Stated task :: Starting at the line that contains "shown by (227,239).", copy each line through the final one exactly as written.

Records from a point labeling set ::
## Begin

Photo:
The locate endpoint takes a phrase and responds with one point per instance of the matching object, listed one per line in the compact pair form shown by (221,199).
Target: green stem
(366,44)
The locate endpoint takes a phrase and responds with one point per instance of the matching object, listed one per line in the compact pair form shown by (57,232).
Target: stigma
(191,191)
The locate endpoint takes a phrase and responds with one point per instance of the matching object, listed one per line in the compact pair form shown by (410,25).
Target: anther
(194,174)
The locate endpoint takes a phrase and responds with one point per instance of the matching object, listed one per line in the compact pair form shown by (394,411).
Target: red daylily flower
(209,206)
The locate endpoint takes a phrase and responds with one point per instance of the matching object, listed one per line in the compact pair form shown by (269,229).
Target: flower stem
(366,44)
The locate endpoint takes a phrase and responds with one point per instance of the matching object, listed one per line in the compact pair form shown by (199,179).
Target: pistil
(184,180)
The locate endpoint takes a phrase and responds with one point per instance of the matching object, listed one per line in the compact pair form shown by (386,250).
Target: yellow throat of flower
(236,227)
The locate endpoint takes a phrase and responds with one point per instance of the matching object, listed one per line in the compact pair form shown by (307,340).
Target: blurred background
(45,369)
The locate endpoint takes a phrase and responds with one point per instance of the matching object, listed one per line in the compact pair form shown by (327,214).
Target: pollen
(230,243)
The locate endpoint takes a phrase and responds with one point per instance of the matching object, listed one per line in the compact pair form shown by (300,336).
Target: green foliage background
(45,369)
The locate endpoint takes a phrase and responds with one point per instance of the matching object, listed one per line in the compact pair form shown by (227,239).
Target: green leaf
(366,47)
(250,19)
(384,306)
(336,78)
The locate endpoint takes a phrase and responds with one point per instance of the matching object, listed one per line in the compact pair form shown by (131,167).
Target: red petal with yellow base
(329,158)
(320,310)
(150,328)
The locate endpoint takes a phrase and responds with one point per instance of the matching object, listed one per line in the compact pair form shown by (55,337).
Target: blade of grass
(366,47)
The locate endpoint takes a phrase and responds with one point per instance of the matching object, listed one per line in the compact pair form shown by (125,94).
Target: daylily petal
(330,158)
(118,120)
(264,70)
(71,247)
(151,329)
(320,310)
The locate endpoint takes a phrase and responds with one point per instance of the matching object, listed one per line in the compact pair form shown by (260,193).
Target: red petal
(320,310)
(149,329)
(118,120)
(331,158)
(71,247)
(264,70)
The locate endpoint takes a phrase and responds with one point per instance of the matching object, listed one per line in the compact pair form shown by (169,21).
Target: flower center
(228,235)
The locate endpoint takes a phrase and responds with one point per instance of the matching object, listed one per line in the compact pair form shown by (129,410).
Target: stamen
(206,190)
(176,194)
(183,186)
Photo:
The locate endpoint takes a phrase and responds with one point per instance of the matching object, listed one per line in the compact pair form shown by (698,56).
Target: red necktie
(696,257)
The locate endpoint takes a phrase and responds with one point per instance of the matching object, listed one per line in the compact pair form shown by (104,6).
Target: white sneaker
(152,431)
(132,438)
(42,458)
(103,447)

## End

The response ::
The locate endpoint takes a phrase and responds with one point per instance of the matching object, listed one per line in the compact pair form shown by (227,239).
Target: green leaf
(366,47)
(250,19)
(384,306)
(336,78)
The locate endpoint takes a phrase and responds with one point per instance of the matching object, listed one per line in the compact pair form shown by (131,167).
Target: red petal with yellow base
(329,158)
(320,310)
(150,328)
The locate endpoint takes a phrase and responds with one point per instance of the matching object, listed one per line in the compact pair form shown by (55,337).
Target: blade of grass
(366,47)
The locate endpoint takes a phrase and responds with one point per instance of the matching object, listed one per line in the compact pair form shown by (125,94).
Target: daylily petal
(330,158)
(118,120)
(264,70)
(71,247)
(151,329)
(320,310)
The locate endpoint takes a phrase and responds with one point per instance of the matching object, listed one per line in the compact pair form shown by (260,193).
Target: red petal
(320,310)
(149,329)
(118,120)
(331,158)
(71,247)
(264,70)
The locate endpoint takes a phrase and responds with one point per instance of the matching object, listed one per line in the compact pair form shown by (169,21).
Target: flower center
(228,235)
The locate endpoint takes a phrase and responds with one point per instance of the matching object, listed one per line in the compact pair form shown by (129,410).
Target: stamen
(206,190)
(176,194)
(183,186)
Photo:
The locate endpoint takes a phrase and responds with one point per instance of the matching object, listed one per line in the compact pair form shown by (698,56).
Target: red necktie
(696,257)
The locate endpoint takes a phrase and responds with one point per instance of the matching object, listed one per line in the compact pair form shown by (104,6).
Target: white sneaker
(152,431)
(132,438)
(42,458)
(103,447)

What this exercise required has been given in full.